# links



## chromis (14. Apr. 2008)

Hi,

entweder bin ich schwer von Begriff oder die Link-Datenbank funktioniert nicht. Wenn ich dort auf einen der angegebenen links klicke, erscheint dieser Text:



> Sie haben bereits ein Benutzerkonto mit dem Benutzernamen chromis in diesem Forum registriert. Falls Sie Ihr Kennwort vergessen haben, können Sie sich ein neues Kennwort zuschicken lassen.



Was mache ich falsch?


----------



## Redlisch (14. Apr. 2008)

*AW: links*

nix ....

bei mir genau das selbe ...

jeder Link geht an register.php, da ist der Fehler, nicht bei uns...

Axel


----------



## Olli.P (14. Apr. 2008)

*AW: links*

Hi,



> Was mache ich falsch?

_ _ _ _ _ _ _

Schreibe den Forumsverlauf über die fehlerhafte Link-Datenbank ab dem letzten angezeigten Satz weiter. Die Datensätze stammen aus einer anderen Quelle.

_ _ _ _ _ _ _

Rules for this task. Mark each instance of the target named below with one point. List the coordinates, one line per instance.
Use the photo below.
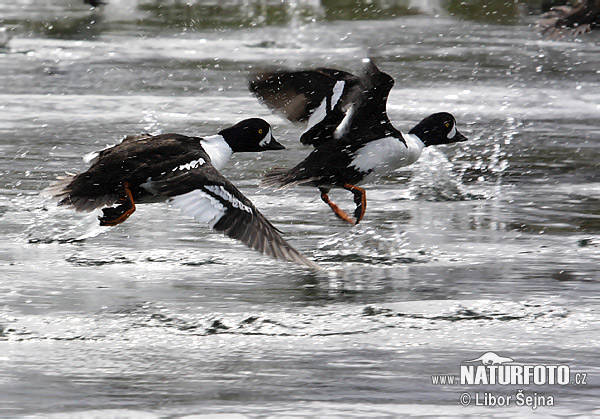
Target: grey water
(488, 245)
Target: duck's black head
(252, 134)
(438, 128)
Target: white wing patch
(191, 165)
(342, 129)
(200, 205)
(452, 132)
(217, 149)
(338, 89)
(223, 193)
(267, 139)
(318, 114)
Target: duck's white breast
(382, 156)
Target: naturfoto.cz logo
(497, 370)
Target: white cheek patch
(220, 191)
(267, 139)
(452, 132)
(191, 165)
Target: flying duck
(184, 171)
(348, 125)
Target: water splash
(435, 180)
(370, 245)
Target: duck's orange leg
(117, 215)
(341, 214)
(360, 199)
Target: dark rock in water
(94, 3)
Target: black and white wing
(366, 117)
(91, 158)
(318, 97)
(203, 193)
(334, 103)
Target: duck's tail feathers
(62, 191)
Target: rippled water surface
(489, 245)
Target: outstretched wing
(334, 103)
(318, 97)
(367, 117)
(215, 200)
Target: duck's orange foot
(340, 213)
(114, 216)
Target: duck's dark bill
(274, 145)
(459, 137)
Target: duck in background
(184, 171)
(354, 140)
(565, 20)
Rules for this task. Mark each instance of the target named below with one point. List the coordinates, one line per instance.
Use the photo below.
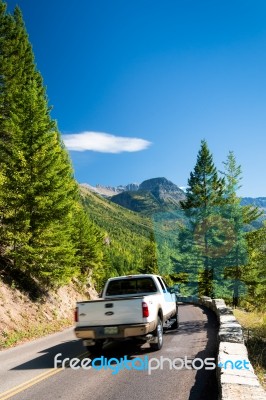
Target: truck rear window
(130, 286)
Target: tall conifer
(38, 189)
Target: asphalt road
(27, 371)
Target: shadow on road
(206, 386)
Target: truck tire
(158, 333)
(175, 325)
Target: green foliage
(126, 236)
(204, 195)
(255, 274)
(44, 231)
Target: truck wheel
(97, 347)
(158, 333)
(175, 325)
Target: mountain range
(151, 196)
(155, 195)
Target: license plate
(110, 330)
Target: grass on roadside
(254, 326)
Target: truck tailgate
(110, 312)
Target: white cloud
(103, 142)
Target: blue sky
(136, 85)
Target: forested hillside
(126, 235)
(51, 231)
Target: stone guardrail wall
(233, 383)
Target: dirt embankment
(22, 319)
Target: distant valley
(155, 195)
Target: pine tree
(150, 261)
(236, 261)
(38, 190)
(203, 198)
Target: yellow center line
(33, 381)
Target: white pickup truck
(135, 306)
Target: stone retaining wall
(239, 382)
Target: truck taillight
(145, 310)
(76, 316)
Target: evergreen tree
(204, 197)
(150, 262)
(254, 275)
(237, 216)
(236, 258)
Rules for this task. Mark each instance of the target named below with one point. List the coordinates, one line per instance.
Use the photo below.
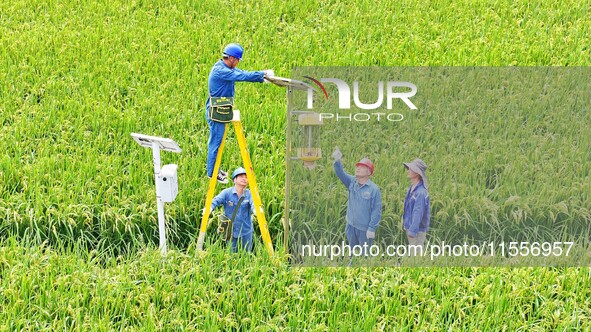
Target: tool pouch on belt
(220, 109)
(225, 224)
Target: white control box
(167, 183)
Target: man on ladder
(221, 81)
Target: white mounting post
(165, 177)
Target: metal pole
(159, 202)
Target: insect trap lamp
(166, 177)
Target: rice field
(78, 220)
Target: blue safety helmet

_ _ _ _ _ _ _

ERGEBNIS DER AUFGABE —
Ich denke mal nix  

Iss bei mir genauso :evil 

Da muss der Dechnigger ran


----------



## rut49 (15. Apr. 2008)

*AW: links*

 
ist bei mir genau so, kann nix aufrufen, steht nur: sie sind bereits.......
mfG Regina


----------



## Joachim (15. Apr. 2008)

*AW: links*

Die Links werden ab 22.00 bis 7.00 Schlafen gelegt! 




Nein - Es lag an der Umstellung der Usergruppen, da wurde von mir die Linkliste schlicht vergessen ...   
Daher: Danke für den Hinweis.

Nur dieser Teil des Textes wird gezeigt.